Description of the task: Give back each line below verbatim.

┄┄┄┄┄┄┄┄┄┄┄┄┄┄┄┄┄┄┄┄

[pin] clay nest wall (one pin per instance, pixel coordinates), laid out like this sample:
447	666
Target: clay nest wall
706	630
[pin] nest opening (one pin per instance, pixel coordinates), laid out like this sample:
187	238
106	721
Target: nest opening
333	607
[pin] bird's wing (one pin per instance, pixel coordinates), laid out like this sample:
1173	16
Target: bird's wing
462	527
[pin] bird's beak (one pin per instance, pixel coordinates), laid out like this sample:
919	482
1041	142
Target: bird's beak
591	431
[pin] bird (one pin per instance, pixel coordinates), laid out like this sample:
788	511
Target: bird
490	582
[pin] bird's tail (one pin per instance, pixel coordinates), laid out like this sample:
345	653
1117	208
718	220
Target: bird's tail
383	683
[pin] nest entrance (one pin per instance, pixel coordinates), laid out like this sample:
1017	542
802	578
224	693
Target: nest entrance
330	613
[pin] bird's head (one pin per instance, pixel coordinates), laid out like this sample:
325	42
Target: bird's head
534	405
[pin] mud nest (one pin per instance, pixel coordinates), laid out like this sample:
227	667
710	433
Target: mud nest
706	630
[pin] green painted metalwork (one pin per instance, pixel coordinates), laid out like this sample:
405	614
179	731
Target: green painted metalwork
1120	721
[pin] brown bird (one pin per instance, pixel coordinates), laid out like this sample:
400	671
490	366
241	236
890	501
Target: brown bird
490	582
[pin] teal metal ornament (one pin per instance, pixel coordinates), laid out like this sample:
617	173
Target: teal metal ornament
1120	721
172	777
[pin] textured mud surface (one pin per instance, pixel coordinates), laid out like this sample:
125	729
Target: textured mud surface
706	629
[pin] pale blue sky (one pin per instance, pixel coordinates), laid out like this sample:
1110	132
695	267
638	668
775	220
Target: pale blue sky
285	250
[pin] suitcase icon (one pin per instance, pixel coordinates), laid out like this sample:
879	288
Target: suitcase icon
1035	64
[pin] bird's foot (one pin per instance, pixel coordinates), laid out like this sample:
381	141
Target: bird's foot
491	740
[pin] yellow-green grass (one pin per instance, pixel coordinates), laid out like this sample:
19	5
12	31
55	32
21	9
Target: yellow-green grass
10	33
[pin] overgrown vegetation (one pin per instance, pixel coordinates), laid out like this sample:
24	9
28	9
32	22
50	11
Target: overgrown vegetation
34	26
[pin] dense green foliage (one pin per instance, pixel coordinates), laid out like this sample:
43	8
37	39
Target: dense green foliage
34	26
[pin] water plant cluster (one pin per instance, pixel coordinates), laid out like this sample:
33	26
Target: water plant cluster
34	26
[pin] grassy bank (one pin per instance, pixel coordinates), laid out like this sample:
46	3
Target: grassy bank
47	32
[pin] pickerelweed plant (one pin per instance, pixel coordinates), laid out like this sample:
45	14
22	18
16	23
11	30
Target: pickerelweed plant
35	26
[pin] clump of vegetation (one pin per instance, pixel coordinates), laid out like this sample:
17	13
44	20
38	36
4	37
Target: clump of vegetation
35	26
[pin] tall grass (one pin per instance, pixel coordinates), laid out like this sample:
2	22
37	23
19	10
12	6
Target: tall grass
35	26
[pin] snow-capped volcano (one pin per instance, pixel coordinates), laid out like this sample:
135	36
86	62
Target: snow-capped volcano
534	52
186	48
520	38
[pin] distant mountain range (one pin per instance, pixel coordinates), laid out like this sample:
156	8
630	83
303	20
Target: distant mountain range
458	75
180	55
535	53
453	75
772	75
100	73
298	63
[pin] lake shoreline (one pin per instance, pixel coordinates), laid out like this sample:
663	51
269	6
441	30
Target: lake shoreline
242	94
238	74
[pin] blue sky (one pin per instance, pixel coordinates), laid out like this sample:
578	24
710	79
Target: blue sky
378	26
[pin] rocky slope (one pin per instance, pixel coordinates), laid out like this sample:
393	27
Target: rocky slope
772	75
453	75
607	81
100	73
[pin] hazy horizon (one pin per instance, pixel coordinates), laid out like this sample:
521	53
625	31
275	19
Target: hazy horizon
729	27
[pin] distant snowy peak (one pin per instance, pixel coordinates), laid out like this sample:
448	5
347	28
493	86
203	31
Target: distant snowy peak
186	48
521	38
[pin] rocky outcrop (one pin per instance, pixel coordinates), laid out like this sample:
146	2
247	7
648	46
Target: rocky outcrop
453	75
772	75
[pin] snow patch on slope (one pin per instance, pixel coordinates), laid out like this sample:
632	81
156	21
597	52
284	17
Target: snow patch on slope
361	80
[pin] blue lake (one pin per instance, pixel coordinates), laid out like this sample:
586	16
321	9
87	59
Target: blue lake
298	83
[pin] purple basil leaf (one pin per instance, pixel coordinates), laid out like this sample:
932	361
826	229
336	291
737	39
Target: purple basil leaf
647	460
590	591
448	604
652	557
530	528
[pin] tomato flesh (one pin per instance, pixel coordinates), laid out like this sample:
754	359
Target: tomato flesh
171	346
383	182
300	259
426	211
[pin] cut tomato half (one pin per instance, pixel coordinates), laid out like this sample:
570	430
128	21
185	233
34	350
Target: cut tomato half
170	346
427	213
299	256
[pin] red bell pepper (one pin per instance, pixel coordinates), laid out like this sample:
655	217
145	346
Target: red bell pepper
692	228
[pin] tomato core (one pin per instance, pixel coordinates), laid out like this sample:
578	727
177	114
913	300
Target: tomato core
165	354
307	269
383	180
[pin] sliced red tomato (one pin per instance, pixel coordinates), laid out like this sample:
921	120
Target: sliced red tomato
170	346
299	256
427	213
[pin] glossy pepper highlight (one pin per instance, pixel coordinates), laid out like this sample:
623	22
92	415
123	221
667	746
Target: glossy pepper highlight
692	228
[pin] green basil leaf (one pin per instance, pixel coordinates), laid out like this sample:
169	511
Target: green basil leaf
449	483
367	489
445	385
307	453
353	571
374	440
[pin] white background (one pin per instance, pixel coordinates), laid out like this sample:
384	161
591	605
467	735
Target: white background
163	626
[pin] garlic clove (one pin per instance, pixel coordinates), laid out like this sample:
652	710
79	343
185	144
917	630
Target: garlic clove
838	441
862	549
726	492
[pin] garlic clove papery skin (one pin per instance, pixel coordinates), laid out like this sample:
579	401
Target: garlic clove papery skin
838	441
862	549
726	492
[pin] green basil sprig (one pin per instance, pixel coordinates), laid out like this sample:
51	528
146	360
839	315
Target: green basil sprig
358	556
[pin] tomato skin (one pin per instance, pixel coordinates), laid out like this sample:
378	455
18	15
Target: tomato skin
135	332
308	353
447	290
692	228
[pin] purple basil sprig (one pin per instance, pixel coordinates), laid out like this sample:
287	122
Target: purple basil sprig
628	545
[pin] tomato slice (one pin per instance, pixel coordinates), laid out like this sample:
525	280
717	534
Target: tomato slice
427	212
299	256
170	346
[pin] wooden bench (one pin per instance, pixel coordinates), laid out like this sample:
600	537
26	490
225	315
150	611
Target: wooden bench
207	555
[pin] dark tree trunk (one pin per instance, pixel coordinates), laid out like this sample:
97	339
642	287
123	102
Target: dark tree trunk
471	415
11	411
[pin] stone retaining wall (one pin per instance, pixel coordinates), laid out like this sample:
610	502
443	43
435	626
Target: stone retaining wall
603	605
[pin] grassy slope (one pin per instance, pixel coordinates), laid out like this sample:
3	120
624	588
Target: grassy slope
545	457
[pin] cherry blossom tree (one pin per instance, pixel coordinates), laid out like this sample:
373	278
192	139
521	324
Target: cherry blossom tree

┄┄┄┄┄┄┄┄┄┄┄┄┄┄┄┄┄┄┄┄

Response area:
[pin] clay nest wall (one pin per instance, pixel coordinates), laid out like this sample:
447	666
Target: clay nest wall
706	630
[pin] nest opening (one pin per instance, pixel coordinates), laid out like this sample:
187	238
106	721
Target: nest opening
333	607
[pin] bird's wing (one pin per instance, pixel coordinates), laid out like this sample:
1173	16
Target: bird's wing
462	527
[pin] bird's beak (one pin per instance, pixel coordinates), laid out like this sample:
919	482
1041	142
Target: bird's beak
591	431
[pin] bird (one pin per instance, pixel coordinates), laid out like this sample:
788	511
Target: bird
490	582
[pin] bird's tail (one pin per instance, pixel coordinates), laid out like this sample:
345	653
1117	208
718	220
Target: bird's tail
383	683
[pin] nest entrance (one pin per instance, pixel coordinates), laid out like this sample:
1017	542
802	578
224	693
Target: nest entrance
330	613
[pin] bird's head (one pin per instance, pixel coordinates), laid out like this sample:
325	42
Target: bird's head
534	405
[pin] mud nest (one pin per instance, pixel coordinates), laid out like this sample:
227	667
710	433
Target: mud nest
706	630
[pin] green painted metalwork (one pin per instance, pixel coordinates), laid out like this sample:
405	614
179	731
Target: green painted metalwork
1120	721
[pin] brown bird (one pin per instance, pixel coordinates), laid out like this sample:
400	671
490	366
241	236
890	501
Target: brown bird
490	582
[pin] teal metal ornament (one pin per instance, pixel coordinates), laid out like this sample:
617	173
Target: teal metal ornament
1120	721
172	777
[pin] textured mud surface (one pin per instance, pixel coordinates), laid out like this sample:
125	729
Target: textured mud surface
706	629
[pin] pale blue sky (one pin per instance, pixel coordinates), laid out like this sample:
1110	132
695	267
638	668
775	220
Target: pale blue sky
285	250
[pin] suitcase icon (one pin per instance, pixel coordinates), laid out like this sample:
879	288
Target: suitcase icon
1035	64
[pin] bird's foot (one pin per instance, pixel coordinates), laid out like this sample:
381	141
Target: bird's foot
491	740
[pin] yellow-green grass (one pin per instance, pixel coordinates), laid out like this sample:
19	5
12	31
55	32
21	9
Target: yellow-green grass
10	33
[pin] overgrown vegetation (one pin per instance, pixel coordinates), laid out like this sample:
24	9
28	9
32	22
50	11
Target: overgrown vegetation
34	26
[pin] dense green foliage (one pin per instance, pixel coordinates), laid out like this sample:
43	8
37	39
Target: dense green foliage
34	26
[pin] water plant cluster (one pin per instance, pixel coordinates), laid out like this sample:
33	26
Target: water plant cluster
34	26
[pin] grassy bank (one pin per instance, pixel coordinates), laid out like this sample:
46	3
Target: grassy bank
47	32
[pin] pickerelweed plant (one pin per instance, pixel coordinates), laid out like this sample:
45	14
22	18
16	23
11	30
Target: pickerelweed plant
35	26
[pin] clump of vegetation (one pin per instance, pixel coordinates), laid out like this sample:
17	13
44	20
38	36
4	37
Target: clump of vegetation
35	26
[pin] tall grass (one pin per instance, pixel coordinates), laid out like this sample:
2	22
37	23
19	10
12	6
Target: tall grass
35	26
[pin] snow-capped volcano (one pin per instance, pixel coordinates), laid out like this sample:
135	36
86	62
Target: snow-capped volcano
534	52
186	48
520	38
[pin] distant mountain range (one pin per instance, pixel coordinates), laid out like this sample:
156	8
630	83
303	20
Target: distant mountain range
458	75
180	55
535	53
453	75
772	75
100	73
298	63
[pin] lake shoreline (one pin per instance, pixel coordinates), laid out like this sample:
663	51
269	6
441	30
Target: lake shoreline
242	94
238	74
[pin] blue sky (one pin per instance, pixel coordinates), laid out like this sample:
578	24
710	79
Target: blue sky
378	26
[pin] rocky slope (one pin per instance, pixel coordinates), laid out like this sample:
393	27
Target: rocky slope
772	75
453	75
607	81
100	73
[pin] hazy horizon (one pin per instance, pixel coordinates), laid out like this sample:
521	53
625	31
275	19
Target: hazy horizon
729	27
[pin] distant snowy peak (one pin per instance, pixel coordinates), laid out like this sample:
448	5
347	28
493	86
203	31
Target: distant snowy peak
186	48
521	38
[pin] rocky outcrop (one pin per instance, pixel coordinates), laid out like this sample:
146	2
247	7
648	46
Target: rocky outcrop
453	75
772	75
[pin] snow patch on slope (one pin per instance, pixel coordinates), laid out like this sample:
632	81
156	21
597	52
284	17
Target: snow patch on slope
361	80
[pin] blue lake (one pin per instance, pixel coordinates), laid out like this sample:
586	16
321	9
87	59
Target: blue lake
298	83
[pin] purple basil leaf (one pin per instance, pixel coordinates), laid out like this sample:
932	361
826	229
336	291
737	39
Target: purple basil leaf
647	460
590	591
448	604
652	557
530	528
[pin] tomato flesh (one pin per instance, pixel coordinates), laid out like this sample:
754	359
Target: tomato flesh
171	346
383	182
300	259
426	211
[pin] cut tomato half (one pin per instance, pixel coordinates), laid out like this sample:
570	430
128	21
185	233
34	350
Target: cut tomato half
170	346
427	213
299	256
[pin] red bell pepper (one pin per instance, pixel coordinates), laid out like this sample:
655	217
145	346
Target: red bell pepper
692	228
[pin] tomato core (one pin per instance, pixel coordinates), laid out like this sample:
578	727
177	114
913	300
Target: tomato core
165	354
307	269
383	180
[pin] sliced red tomato (one pin per instance, pixel coordinates), laid out like this sample:
921	120
Target: sliced red tomato
170	346
299	256
427	213
[pin] glossy pepper highlight (one pin per instance, pixel coordinates), laid out like this sample:
623	22
92	415
123	221
667	746
Target: glossy pepper highlight
692	228
[pin] green basil leaf (one pin per instance, pixel coordinates), laid out like this sample:
169	511
Target: green basil leaf
449	483
367	489
445	385
307	453
353	571
374	440
[pin] white background (one pin per instance, pixel coordinates), laid out like this sample:
384	161
591	605
467	735
Target: white background
163	626
[pin] garlic clove (one pin per instance, pixel coordinates), laid out like this sample:
652	710
79	343
185	144
917	630
Target: garlic clove
838	441
862	549
726	492
[pin] garlic clove papery skin (one pin per instance, pixel coordinates), laid out like this sample:
579	401
Target: garlic clove papery skin
838	441
862	549
726	492
[pin] green basil sprig (one pin per instance, pixel coordinates), laid out like this sample:
51	528
146	360
839	315
Target: green basil sprig
358	556
[pin] tomato skin (one pin per instance, pixel coordinates), laid out like this sample:
378	455
18	15
Target: tomato skin
135	332
308	353
447	290
692	228
[pin] purple basil sprig (one pin per instance, pixel coordinates), laid out like this sample:
287	122
Target: purple basil sprig
628	545
[pin] tomato slice (one pin per instance, pixel coordinates), laid out like this sample:
525	280
717	534
Target: tomato slice
427	212
299	256
170	346
[pin] wooden bench (one pin per instance, pixel coordinates), laid out like this sample:
600	537
26	490
225	315
150	611
Target: wooden bench
207	555
[pin] dark tree trunk (one pin per instance, pixel coordinates), laid out like this sample:
97	339
642	287
123	102
Target: dark tree trunk
471	415
11	411
[pin] stone retaining wall (one pin per instance, pixel coordinates), laid out like this sample:
610	502
443	43
435	626
Target: stone retaining wall
603	605
[pin] grassy slope (one pin per instance, pixel coordinates), laid out like this sample:
3	120
624	588
Target: grassy slope
545	457
[pin] cherry blossom tree (one pin per instance, pixel coordinates), laid out like this sample:
373	278
192	139
521	324
Target: cherry blossom tree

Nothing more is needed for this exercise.